10. Hukuk Dairesi 2017/3442 E. , 2019/6649 K.
"İçtihat Metni"Bölge Adliye
Mahkemesi : Ankara Bölge Adliye Mahkemesi 10. Hukuk Dairesi
Dava, hizmet tespiti istemine ilişkindir.
İlk Derece Mahkemesince, hükümde belirtilen gerekçelerle davanın kabulüne dair verilen karara karşı, davalı vekilince ve fer’i müdahil Kurum vekilince istinaf yoluna başvurulması üzerine, Ankara Bölge Adliye Mahkemesi 10. Hukuk Dairesince; HMK 353/1-b-1 maddesi uyarınca istinaf başvurularının ayrı ayrı esastan reddine karar verilmiştir.
Ankara Bölge Adliye Mahkemesi 10. Hukuk Dairesince verilen kararın, feri müdahil Sosyal Güvenlik Kurumu vekilince temyiz edilmesi üzerine, temyiz isteklerinin süresinde olduğu anlaşıldıktan ve Tetkik Hâkimi ... tarafından düzenlenen raporla dosyadaki kağıtlar okunduktan sonra işin gereği düşünüldü ve aşağıdaki karar tespit edildi.
I-İSTEM:
Davacı vekili dava dilekçesinde özetle; davacının davalı bünyesinde 01.06.1999 tarihinden 17.09.1999 tarihleri arası davalı yanında çalıştığını belirterek bu çalışmalarının tespitini istemiştir.
II- CEVAP:
Davalı Karbem Giyim şirket vekili cevap dilekçesinde, davacının, davalı şirket nezdinde geçen ve Kuruma bildirilmeyen herhangi bir çalışmasının mevcut olmadığını, davacının 18/09/1999-15/04/2000 tarihleri arasında çalışarak işten ayrıldığını, davanın tamamen kötü niyetle aradan 15 yıl geçtikten sonra açıldığını, bu nedenle hak düşürücü sürenin geçtiğini belirterek, davanın reddine karar verilmesini istemiştir.

» **Kayıtlı Veriler**
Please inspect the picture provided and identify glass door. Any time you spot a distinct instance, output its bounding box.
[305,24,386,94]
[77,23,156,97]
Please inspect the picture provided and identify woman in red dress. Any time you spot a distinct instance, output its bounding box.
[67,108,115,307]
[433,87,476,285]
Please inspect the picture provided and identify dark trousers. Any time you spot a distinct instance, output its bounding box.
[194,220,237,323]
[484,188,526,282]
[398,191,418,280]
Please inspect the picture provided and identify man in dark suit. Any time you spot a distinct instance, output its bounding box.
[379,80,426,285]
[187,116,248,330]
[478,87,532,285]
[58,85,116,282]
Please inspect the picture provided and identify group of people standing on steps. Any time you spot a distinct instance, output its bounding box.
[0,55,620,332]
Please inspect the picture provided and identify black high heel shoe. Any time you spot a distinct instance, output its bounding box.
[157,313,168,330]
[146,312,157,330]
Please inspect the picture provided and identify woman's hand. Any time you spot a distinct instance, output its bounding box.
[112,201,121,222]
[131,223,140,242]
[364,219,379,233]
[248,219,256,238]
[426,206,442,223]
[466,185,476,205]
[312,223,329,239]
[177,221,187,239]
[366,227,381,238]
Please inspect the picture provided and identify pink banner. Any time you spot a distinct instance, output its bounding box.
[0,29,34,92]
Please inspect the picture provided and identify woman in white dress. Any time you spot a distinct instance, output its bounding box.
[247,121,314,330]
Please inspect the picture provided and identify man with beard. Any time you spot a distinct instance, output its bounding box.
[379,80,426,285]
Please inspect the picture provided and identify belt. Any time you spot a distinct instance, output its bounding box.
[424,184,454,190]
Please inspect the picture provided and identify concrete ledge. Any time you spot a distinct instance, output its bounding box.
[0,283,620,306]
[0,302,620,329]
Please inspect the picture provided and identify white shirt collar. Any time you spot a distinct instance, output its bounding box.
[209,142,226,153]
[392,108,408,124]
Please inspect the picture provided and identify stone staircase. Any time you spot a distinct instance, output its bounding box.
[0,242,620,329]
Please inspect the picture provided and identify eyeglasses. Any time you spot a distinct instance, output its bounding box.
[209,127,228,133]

» **Yapılacak İşler**
[1] Karar metninin "Ankara Bölge Adliye Mahkemesi 10. Hukuk Dairesince verilen" ile "çalışmalarının tespitini istemiştir." arasındaki kısmını, iki ifade de dahil olmak üzere aynen yazın.
[2] Karar metninde geçen bütün tarihleri, metindeki yazılışlarıyla sıralayın.
[3] Karar metnine göre aşağıdaki soruları yanıtlayın:
(a) Dava hangi isteme ilişkindir?
(b) Bölge Adliye Mahkemesi istinaf başvurularının reddine hangi madde uyarınca karar vermiştir?
(c) Cevap dilekçesini veren davalı şirketin adı nedir?
Kayıtlı verilerdeki satırlar, karar metninden bağımsız ayrı bir malzemedir.

» **Görev Sonuçları**
[1]
Ankara Bölge Adliye Mahkemesi 10. Hukuk Dairesince verilen kararın, feri müdahil Sosyal Güvenlik Kurumu vekilince temyiz edilmesi üzerine, temyiz isteklerinin süresinde olduğu anlaşıldıktan ve Tetkik Hâkimi ... tarafından düzenlenen raporla dosyadaki kağıtlar okunduktan sonra işin gereği düşünüldü ve aşağıdaki karar tespit edildi.
I-İSTEM:
Davacı vekili dava dilekçesinde özetle; davacının davalı bünyesinde 01.06.1999 tarihinden 17.09.1999 tarihleri arası davalı yanında çalıştığını belirterek bu çalışmalarının tespitini istemiştir.

[2]
01.06.1999
17.09.1999
18/09/1999
15/04/2000

[3]
(a) Hizmet tespiti istemine.
(b) HMK 353/1-b-1 maddesi uyarınca.
(c) Karbem Giyim.